SUPPLIED MATERIAL –

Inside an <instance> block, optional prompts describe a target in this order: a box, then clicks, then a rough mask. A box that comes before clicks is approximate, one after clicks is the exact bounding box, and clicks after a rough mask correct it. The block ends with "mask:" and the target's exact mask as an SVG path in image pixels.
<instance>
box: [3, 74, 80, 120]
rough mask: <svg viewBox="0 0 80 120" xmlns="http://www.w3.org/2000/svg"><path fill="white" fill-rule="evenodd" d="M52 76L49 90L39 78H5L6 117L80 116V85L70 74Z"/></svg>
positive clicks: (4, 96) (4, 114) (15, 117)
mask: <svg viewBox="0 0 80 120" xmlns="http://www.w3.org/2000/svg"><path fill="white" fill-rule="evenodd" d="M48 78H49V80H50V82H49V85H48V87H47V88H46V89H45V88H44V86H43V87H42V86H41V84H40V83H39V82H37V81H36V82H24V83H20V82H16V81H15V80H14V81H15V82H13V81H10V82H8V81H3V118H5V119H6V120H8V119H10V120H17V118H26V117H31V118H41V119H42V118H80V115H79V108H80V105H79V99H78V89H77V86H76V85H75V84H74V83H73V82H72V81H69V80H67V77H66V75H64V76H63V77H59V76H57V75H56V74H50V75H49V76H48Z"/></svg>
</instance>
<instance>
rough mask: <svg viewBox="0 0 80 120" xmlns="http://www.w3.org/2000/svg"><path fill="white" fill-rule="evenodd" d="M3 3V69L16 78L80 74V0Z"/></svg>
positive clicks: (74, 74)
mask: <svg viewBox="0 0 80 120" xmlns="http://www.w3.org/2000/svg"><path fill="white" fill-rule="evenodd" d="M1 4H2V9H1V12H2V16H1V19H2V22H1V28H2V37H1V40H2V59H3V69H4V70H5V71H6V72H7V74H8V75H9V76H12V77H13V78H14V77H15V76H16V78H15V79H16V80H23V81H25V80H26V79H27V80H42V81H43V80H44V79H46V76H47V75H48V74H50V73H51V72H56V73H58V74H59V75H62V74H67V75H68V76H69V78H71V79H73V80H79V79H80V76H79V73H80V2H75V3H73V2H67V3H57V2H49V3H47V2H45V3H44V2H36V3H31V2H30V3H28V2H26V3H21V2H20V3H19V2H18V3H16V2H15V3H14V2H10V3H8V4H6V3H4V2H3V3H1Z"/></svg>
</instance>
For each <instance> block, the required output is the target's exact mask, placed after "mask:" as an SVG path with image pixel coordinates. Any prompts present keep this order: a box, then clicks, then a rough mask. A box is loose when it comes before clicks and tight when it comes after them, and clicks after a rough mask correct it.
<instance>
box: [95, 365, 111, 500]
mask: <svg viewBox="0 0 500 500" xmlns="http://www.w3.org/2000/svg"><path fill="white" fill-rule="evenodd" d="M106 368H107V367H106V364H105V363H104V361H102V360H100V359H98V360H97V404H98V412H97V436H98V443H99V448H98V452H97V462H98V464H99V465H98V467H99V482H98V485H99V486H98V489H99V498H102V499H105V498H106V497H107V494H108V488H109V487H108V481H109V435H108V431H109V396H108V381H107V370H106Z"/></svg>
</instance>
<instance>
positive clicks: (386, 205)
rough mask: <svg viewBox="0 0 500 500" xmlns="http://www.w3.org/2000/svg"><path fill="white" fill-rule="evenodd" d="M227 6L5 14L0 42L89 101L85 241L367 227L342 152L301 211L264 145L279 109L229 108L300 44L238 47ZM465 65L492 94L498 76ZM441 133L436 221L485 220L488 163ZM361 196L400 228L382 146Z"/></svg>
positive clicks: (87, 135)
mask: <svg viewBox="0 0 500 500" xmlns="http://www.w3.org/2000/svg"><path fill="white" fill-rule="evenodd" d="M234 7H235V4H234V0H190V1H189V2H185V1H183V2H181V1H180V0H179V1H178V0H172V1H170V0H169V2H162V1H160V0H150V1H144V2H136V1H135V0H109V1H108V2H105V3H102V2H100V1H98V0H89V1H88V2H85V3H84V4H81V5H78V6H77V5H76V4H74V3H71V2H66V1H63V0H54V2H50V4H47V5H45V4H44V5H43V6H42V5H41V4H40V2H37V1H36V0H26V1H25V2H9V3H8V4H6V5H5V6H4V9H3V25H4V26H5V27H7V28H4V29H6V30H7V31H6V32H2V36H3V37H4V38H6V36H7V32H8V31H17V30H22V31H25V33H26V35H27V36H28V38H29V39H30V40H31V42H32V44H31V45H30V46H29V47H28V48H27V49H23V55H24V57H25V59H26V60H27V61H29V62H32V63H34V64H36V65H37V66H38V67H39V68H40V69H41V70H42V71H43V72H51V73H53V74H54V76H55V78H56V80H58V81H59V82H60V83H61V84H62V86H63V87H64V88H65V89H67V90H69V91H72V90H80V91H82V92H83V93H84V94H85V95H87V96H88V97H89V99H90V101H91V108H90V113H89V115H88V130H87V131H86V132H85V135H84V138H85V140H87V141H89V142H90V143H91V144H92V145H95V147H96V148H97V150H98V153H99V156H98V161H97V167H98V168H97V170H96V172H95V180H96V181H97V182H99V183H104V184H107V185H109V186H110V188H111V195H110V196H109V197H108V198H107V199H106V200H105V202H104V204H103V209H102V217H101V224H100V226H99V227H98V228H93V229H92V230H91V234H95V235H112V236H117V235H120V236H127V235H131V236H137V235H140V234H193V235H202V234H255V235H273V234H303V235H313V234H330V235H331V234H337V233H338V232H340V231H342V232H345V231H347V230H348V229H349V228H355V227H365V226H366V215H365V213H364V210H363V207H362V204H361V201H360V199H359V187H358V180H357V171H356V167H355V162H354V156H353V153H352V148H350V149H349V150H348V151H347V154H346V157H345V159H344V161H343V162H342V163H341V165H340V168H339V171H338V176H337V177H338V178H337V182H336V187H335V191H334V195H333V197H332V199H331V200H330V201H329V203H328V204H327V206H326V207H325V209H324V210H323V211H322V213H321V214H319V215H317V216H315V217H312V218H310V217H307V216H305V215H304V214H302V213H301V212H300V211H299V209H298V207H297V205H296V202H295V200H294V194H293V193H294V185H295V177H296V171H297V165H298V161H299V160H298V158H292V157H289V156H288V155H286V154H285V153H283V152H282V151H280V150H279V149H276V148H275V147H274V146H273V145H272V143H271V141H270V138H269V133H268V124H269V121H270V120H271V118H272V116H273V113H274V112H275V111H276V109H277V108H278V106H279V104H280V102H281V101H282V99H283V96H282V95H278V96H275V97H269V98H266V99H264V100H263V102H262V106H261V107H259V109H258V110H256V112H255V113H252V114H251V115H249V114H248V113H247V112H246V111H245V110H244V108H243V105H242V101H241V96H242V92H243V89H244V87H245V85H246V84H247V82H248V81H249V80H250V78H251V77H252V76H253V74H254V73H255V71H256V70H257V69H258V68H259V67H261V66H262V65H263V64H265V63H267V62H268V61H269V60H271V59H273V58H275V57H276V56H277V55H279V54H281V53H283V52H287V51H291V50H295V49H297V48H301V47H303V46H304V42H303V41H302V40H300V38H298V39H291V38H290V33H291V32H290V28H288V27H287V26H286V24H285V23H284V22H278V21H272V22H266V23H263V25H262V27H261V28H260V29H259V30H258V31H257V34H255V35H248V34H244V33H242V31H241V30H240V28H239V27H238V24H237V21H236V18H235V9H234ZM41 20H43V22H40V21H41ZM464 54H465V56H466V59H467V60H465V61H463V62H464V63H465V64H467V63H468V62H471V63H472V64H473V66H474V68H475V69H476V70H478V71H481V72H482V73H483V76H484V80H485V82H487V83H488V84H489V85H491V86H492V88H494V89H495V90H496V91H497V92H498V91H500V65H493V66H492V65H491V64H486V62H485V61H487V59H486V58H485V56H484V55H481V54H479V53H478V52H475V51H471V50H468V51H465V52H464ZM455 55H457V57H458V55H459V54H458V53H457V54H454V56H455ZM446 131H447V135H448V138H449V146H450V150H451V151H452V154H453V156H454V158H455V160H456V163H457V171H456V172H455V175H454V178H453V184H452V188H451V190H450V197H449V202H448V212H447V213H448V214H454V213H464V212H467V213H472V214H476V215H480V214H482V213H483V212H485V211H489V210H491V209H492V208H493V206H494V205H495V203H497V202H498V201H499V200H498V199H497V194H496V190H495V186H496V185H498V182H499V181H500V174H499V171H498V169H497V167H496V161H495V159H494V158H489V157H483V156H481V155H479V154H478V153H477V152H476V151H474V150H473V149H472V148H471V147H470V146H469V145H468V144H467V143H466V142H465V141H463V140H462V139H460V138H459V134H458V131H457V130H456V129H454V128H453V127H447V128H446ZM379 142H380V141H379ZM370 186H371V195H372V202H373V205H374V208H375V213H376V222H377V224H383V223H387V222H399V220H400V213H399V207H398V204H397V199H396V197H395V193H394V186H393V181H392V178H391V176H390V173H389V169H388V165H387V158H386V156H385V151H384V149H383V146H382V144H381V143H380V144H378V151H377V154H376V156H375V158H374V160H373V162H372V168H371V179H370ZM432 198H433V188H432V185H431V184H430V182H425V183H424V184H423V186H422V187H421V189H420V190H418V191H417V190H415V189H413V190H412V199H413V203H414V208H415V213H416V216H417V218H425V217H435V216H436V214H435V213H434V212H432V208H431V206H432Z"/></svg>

PROMPT –
When you reach the line holding "positive clicks: (386, 205)" in the records above, begin reproducing exactly, stop after the line holding "6L5 14L0 42L89", and output nothing else.

YOUR RESPONSE –
positive clicks: (386, 205)
rough mask: <svg viewBox="0 0 500 500" xmlns="http://www.w3.org/2000/svg"><path fill="white" fill-rule="evenodd" d="M227 6L5 14L0 42L89 101L85 241L367 227L342 152L301 211L264 145L279 109L229 108L300 44L238 47ZM465 65L492 94L498 76ZM441 133L436 221L485 220L488 163ZM361 196L400 228L382 146Z"/></svg>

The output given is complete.